Beginning with the line that contains "Query: front fender", output each line below exactly through the last one, both included, and nothing else.

+--

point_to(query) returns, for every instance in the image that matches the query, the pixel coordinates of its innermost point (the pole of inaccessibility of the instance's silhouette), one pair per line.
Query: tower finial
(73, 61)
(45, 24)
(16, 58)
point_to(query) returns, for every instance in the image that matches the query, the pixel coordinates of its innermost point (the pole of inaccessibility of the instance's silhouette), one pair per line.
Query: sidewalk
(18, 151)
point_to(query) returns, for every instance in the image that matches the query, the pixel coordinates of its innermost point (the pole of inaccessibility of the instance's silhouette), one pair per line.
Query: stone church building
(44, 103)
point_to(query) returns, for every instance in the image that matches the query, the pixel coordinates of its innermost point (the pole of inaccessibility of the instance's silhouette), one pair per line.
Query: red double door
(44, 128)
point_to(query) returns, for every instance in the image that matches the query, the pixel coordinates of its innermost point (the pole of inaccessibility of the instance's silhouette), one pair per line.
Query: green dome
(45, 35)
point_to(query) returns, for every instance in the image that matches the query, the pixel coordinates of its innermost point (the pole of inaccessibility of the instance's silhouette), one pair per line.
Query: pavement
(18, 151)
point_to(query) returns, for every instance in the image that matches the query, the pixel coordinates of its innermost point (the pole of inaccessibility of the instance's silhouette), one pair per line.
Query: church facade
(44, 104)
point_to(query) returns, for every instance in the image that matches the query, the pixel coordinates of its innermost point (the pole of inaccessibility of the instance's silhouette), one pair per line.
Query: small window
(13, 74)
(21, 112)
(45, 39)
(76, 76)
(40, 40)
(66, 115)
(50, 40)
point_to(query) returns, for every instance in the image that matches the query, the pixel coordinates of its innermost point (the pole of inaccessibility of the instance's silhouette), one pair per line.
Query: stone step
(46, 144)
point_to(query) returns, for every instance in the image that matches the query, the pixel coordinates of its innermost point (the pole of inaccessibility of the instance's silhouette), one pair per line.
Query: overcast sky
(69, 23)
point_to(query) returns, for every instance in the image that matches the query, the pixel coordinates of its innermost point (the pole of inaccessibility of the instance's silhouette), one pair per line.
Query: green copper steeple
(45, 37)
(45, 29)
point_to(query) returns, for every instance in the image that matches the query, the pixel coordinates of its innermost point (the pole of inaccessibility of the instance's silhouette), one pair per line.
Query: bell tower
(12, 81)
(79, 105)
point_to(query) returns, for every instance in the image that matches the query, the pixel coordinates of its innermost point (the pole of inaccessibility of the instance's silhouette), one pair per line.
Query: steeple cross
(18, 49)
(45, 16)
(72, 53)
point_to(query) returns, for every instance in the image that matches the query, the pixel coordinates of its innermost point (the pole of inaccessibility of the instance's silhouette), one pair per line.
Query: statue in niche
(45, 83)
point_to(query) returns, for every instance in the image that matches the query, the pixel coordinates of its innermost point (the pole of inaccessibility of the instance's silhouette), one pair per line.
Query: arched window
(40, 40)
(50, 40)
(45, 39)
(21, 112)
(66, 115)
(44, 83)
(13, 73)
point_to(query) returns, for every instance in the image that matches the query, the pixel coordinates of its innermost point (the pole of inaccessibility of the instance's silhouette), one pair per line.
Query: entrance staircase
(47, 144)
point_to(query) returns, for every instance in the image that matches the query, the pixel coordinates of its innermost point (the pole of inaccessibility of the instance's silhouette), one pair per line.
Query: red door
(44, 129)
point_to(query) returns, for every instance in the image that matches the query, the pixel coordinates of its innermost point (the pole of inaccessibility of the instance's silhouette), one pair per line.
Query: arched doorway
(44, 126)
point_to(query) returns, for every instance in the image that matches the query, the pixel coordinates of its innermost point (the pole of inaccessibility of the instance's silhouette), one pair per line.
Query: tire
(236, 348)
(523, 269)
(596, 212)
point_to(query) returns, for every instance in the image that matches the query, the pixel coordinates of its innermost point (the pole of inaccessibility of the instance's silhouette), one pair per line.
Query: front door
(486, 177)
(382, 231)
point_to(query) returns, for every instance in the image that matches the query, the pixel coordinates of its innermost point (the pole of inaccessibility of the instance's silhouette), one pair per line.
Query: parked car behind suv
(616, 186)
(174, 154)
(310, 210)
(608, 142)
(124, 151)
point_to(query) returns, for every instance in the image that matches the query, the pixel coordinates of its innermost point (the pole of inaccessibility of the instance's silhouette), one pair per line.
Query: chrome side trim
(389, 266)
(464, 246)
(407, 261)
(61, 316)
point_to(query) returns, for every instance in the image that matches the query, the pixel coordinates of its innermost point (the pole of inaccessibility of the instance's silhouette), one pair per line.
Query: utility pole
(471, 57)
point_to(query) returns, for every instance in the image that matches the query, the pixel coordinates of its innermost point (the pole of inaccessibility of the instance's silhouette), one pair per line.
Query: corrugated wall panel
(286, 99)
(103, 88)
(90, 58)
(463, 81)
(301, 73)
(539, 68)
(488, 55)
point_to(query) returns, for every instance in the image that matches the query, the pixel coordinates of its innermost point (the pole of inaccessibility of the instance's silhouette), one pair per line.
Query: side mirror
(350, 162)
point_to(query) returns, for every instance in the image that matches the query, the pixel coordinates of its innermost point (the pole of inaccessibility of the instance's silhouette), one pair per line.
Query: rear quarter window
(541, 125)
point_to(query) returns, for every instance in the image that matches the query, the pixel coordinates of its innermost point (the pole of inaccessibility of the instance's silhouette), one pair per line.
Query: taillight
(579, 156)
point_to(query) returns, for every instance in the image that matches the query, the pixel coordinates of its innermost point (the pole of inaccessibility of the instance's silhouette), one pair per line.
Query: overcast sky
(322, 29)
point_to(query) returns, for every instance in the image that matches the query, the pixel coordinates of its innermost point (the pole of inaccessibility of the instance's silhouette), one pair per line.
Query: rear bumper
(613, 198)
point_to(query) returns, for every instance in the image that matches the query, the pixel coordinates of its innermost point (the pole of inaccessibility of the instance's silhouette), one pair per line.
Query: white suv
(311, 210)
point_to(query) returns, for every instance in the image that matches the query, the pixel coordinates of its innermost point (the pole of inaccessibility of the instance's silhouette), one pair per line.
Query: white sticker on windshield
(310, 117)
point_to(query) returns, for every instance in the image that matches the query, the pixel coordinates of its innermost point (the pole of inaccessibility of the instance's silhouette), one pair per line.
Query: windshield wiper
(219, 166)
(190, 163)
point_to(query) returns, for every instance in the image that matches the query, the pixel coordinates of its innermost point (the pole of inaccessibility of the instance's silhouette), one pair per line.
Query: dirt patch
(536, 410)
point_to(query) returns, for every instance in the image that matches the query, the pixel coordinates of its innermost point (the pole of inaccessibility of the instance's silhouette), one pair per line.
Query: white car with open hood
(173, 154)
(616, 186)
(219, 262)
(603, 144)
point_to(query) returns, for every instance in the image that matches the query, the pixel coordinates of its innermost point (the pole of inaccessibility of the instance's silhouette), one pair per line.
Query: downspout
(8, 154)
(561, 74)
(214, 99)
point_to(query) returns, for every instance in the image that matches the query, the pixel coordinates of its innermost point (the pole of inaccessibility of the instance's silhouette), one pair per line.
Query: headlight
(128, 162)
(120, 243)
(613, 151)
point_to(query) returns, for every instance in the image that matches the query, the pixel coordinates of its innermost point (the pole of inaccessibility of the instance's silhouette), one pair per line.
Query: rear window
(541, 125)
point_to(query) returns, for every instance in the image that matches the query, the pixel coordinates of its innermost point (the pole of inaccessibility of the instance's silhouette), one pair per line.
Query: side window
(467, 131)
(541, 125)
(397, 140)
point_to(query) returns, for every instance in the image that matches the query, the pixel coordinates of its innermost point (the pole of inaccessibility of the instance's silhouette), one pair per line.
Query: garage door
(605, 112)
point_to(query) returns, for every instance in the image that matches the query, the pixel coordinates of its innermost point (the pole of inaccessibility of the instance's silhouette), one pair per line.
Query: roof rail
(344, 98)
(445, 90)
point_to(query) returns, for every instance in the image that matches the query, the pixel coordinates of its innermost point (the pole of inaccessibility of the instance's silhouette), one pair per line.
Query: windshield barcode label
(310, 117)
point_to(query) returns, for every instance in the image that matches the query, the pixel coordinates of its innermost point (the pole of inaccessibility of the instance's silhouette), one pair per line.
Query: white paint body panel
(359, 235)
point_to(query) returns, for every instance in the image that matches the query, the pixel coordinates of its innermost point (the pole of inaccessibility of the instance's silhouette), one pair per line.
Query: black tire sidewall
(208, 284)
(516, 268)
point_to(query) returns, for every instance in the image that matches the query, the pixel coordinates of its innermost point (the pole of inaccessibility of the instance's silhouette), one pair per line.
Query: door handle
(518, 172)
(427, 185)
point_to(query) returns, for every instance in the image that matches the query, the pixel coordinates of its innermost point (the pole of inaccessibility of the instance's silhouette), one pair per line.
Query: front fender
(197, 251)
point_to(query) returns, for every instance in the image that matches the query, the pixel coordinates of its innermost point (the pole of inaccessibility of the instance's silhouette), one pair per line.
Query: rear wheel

+--

Worked solution:
Query: front fender
(197, 251)
point_to(query) returns, for every instance in the image that matches the query, the pixel coordinates of its innermost point (the pole of inaccessibility of the instance's silhouette), one pair per line.
Query: rear wheel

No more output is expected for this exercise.